Try it: Quote the listing verbatim from its opening line up to and including the line with "positive clicks: (228, 202)".

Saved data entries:
----
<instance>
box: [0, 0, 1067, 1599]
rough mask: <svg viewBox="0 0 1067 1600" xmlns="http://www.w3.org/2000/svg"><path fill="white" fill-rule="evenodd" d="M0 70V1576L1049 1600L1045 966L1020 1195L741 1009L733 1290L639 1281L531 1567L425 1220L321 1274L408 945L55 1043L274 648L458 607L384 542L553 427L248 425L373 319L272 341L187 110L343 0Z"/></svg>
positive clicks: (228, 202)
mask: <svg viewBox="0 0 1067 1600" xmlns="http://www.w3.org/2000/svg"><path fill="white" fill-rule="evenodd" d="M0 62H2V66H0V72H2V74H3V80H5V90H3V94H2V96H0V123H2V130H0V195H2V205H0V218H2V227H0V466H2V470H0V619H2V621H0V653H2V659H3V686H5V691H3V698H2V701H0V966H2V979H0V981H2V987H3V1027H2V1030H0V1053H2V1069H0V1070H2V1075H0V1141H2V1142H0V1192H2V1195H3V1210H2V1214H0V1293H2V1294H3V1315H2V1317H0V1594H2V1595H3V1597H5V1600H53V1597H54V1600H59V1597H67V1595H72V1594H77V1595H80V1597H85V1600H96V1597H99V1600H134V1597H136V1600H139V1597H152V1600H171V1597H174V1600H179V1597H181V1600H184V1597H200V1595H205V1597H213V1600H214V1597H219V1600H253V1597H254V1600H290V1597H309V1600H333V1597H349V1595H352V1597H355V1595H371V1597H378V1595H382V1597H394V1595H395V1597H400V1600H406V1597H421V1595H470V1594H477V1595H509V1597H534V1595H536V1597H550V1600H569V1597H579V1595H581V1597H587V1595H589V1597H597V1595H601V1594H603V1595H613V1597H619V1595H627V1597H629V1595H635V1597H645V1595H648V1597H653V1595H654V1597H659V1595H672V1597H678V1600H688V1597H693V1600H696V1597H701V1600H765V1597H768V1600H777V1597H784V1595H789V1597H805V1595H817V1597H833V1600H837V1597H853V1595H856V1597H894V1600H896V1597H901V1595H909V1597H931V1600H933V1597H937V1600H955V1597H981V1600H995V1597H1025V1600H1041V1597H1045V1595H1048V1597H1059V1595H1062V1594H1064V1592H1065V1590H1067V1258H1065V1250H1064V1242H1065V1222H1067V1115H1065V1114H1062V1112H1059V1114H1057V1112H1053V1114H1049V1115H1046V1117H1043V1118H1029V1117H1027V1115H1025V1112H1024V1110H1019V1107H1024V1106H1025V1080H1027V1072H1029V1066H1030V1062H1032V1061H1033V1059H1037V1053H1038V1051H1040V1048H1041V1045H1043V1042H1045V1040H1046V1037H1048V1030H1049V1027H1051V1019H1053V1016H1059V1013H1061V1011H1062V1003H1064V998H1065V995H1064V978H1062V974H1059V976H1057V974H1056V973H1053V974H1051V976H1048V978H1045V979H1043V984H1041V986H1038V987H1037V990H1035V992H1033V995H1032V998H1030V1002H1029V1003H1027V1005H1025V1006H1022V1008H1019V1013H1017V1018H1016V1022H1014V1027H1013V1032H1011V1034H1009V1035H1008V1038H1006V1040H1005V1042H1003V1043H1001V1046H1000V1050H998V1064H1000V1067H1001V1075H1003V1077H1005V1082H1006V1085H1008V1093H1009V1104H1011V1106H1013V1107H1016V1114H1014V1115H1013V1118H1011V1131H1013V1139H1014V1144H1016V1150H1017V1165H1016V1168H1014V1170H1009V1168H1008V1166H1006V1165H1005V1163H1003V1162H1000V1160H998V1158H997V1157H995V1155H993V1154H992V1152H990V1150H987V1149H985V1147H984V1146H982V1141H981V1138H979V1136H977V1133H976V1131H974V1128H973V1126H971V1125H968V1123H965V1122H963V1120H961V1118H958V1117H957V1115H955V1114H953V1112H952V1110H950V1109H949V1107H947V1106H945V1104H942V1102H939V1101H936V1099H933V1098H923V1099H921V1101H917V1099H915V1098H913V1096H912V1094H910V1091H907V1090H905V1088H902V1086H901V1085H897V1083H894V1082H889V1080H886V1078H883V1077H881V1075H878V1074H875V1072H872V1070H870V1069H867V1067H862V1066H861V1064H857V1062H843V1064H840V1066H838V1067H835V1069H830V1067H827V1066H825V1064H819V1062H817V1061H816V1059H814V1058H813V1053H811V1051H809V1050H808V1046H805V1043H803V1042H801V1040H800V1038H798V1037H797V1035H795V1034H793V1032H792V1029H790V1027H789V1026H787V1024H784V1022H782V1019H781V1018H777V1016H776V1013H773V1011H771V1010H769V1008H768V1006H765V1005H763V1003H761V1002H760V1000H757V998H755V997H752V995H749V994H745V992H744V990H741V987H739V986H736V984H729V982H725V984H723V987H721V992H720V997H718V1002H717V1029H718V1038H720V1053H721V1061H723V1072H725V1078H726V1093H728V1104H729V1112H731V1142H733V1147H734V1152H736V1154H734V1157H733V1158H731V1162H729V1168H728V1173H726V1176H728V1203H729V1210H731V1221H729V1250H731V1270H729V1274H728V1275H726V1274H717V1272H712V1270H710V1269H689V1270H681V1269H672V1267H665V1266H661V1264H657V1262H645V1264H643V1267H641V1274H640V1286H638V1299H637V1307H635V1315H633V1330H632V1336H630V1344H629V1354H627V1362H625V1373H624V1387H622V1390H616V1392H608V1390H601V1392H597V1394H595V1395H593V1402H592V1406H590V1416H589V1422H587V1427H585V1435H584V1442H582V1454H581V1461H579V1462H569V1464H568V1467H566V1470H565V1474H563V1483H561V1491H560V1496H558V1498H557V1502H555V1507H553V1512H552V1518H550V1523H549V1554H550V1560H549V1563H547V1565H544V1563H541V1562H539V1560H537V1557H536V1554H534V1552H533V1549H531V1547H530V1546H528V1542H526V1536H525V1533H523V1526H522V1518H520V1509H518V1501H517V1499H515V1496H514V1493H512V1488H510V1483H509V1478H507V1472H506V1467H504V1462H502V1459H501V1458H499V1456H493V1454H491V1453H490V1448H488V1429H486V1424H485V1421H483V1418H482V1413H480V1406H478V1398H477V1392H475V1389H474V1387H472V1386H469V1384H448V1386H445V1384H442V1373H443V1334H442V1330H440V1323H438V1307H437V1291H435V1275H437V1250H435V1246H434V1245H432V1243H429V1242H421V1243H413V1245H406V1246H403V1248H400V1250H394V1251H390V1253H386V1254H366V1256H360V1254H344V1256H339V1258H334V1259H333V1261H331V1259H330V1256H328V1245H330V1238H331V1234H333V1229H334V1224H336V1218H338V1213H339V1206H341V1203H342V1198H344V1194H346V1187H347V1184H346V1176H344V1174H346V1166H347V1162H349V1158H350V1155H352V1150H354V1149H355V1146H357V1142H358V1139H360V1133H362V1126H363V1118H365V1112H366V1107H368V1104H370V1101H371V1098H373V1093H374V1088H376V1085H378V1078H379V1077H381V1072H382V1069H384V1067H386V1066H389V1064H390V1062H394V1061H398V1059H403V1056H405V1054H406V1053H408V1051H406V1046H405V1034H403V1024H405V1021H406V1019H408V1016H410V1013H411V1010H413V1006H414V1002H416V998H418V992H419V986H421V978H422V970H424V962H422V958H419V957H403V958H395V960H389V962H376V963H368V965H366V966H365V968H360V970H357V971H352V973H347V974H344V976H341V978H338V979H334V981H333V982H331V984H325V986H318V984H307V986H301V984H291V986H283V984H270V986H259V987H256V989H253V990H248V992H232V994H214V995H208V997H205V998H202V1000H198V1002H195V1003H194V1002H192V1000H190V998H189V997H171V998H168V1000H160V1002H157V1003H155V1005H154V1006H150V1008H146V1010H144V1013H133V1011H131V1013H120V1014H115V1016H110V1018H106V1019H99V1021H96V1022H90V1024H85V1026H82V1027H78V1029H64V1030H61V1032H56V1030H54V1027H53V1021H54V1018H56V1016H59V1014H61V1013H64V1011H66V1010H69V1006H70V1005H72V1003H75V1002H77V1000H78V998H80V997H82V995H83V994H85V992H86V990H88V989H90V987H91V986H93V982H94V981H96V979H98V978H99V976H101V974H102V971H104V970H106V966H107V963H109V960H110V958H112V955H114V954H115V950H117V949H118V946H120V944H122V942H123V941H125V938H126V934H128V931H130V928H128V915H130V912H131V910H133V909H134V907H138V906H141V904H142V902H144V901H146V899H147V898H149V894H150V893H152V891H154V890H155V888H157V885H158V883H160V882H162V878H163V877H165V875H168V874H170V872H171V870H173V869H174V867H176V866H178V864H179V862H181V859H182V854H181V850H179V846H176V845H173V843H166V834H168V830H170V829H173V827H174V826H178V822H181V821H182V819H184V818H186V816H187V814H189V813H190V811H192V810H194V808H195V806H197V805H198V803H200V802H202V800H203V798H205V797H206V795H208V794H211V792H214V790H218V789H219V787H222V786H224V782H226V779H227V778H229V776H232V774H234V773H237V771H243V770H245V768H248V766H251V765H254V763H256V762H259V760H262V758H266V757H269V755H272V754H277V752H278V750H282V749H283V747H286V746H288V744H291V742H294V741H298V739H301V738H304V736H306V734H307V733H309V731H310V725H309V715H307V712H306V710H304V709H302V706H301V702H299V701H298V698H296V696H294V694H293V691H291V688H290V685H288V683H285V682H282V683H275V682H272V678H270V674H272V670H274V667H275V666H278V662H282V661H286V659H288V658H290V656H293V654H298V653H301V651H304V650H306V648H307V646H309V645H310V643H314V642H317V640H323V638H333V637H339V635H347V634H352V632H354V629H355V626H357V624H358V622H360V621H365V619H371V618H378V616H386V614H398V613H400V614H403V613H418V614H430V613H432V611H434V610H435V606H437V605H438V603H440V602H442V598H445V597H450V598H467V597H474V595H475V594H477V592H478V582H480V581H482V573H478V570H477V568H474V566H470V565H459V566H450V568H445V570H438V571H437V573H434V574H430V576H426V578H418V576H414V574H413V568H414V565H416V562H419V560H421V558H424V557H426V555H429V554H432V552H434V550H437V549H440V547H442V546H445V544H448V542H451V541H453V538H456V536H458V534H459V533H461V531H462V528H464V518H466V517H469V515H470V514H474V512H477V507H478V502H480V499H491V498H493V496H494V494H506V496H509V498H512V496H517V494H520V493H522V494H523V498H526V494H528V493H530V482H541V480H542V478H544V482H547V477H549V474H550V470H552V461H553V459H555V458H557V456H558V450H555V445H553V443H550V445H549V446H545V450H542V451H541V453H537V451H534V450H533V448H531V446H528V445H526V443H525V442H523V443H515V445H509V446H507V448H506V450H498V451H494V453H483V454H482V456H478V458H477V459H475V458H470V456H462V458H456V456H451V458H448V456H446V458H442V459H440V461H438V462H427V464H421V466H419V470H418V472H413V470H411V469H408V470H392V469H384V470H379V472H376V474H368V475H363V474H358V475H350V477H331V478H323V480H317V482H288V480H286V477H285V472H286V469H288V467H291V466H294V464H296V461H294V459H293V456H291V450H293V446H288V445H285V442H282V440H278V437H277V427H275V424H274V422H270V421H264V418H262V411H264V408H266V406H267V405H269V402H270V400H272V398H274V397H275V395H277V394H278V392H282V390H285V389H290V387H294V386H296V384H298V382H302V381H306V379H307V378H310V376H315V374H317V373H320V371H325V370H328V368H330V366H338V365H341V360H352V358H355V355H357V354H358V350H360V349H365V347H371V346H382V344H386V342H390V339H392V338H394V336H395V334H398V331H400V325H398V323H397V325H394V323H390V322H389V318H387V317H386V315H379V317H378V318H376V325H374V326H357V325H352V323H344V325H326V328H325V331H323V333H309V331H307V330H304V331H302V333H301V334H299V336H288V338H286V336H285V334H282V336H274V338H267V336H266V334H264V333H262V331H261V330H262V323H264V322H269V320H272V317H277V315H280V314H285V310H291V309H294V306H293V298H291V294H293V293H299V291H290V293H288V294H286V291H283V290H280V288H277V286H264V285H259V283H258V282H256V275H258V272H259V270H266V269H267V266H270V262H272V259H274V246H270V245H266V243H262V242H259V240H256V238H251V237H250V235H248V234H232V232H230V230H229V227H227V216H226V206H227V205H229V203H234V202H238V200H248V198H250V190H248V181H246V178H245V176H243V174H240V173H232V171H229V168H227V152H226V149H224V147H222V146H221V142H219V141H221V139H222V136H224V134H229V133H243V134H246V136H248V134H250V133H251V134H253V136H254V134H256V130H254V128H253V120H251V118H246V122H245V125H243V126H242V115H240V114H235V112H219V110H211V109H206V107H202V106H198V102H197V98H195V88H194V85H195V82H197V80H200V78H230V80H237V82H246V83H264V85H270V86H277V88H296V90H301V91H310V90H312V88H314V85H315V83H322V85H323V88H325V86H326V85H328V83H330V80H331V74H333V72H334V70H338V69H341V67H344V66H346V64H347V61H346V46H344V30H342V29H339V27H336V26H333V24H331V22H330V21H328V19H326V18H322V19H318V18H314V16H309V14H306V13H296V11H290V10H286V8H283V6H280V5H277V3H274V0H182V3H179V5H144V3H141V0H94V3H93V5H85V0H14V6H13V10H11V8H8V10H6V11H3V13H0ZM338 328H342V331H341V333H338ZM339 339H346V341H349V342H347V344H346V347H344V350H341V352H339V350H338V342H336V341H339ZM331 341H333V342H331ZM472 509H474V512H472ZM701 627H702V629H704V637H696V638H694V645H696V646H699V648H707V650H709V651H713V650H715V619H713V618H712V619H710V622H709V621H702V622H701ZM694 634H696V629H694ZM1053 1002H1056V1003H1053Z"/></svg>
----
Expected answer:
<instance>
box: [0, 0, 1067, 1599]
rough mask: <svg viewBox="0 0 1067 1600" xmlns="http://www.w3.org/2000/svg"><path fill="white" fill-rule="evenodd" d="M0 70V1576L1049 1600L1045 966L1020 1195L741 1009L733 1290L639 1281L531 1567L425 1220L321 1274L408 945L55 1043L274 648L458 607L384 542L553 427L248 425L373 319L272 341L187 110L343 0Z"/></svg>
positive clicks: (228, 202)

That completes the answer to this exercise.